BaruchG avatar Jul 28 '22 16:07 BaruchG

Hi @BaruchG, thank you for showing your interest in contributing, and sorry for the delay!

It works if I add "torchtext==0.9.1" to the pip install in the first cell. Is it ok if it's pinned to that version of torchtext?

We will soon be releasing PL 1.7, and PL 1.7 drops PyTorch 1.8 support, so I think that one reasonable fix would be to use a newer version of PyTorch along with PyTorch-related packages, such as torchvision, following the compatibility matrix. The compatibility matrix can be found in the following script of ours which is copied and pasted from their official READMEs: https://github.com/Lightning-AI/lightning/blob/a90ef3b751816fbcc2b7d45efcd38714a4f6c19b/requirements/pytorch/adjust-versions.py#L8-L14

akihironitta avatar Jul 28 '22 18:07 akihironitta

Looking at this again, I think we should update the installation to:

- ! pip install --quiet "seaborn" "pytorch-lightning>=1.4" "ipython[notebook]" "torch>=1.6, <1.9" "pandas" "torchvision" "torchmetrics>=0.6"
+ ! pip install --quiet "seaborn" "pytorch-lightning>=1.4" "ipython[notebook]" "torch>=1.9, <1.13" "pandas" "torchvision" "torchmetrics>=0.6"

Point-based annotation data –
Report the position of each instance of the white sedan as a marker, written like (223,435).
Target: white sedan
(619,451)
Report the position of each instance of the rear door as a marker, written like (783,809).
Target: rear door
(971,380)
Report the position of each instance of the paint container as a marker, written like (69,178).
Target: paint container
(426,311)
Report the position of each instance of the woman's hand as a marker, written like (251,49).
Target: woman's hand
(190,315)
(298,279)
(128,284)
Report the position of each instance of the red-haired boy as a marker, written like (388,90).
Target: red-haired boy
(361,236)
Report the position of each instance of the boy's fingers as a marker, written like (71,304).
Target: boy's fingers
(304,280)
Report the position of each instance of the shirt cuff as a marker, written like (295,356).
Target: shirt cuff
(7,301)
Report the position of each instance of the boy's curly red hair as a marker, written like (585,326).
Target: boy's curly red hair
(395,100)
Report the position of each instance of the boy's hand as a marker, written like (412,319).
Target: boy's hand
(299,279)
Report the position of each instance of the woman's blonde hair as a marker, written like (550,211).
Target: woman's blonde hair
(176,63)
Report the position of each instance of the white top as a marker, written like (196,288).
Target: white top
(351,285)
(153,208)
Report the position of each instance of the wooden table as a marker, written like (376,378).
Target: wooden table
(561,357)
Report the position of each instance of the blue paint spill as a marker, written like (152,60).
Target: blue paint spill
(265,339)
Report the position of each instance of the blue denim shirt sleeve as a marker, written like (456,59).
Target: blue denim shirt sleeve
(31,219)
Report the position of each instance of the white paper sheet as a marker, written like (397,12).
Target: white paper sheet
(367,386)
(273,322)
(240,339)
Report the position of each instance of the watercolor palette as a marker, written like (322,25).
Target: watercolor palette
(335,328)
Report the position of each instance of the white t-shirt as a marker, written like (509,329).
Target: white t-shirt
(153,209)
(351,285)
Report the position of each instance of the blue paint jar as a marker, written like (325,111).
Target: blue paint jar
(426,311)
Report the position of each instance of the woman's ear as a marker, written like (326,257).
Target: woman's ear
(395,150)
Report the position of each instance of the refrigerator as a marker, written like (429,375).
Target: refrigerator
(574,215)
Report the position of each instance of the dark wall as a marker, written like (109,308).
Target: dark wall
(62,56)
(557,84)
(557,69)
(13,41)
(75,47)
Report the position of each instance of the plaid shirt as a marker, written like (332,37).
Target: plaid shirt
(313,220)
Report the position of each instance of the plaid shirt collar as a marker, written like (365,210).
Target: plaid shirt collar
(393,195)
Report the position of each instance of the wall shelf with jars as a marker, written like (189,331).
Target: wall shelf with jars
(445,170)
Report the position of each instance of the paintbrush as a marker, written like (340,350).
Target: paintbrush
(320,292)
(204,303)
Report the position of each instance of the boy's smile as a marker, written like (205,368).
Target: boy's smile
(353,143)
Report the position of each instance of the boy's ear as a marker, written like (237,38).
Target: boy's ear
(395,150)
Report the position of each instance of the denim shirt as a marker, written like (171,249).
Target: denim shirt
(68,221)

WHAT YOU WILL DO –
(a) Give the name of every package in the proposed new pip install line in the forum thread, leaving out the version constraints.
(b) According to the forum thread, support for which PyTorch version is dropped in PL 1.7?
(c) Reproduce the forum thread from "Hi @BaruchG, thank" up to and including "version of torchtext?".

COMPLETED EXERCISE –
(a) seaborn, pytorch-lightning, ipython[notebook], torch, pandas, torchvision, torchmetrics

(b) PyTorch 1.8

(c)
Hi @BaruchG, thank you for showing your interest in contributing, and sorry for the delay!

It works if I add "torchtext==0.9.1" to the pip install in the first cell. Is it ok if it's pinned to that version of torchtext?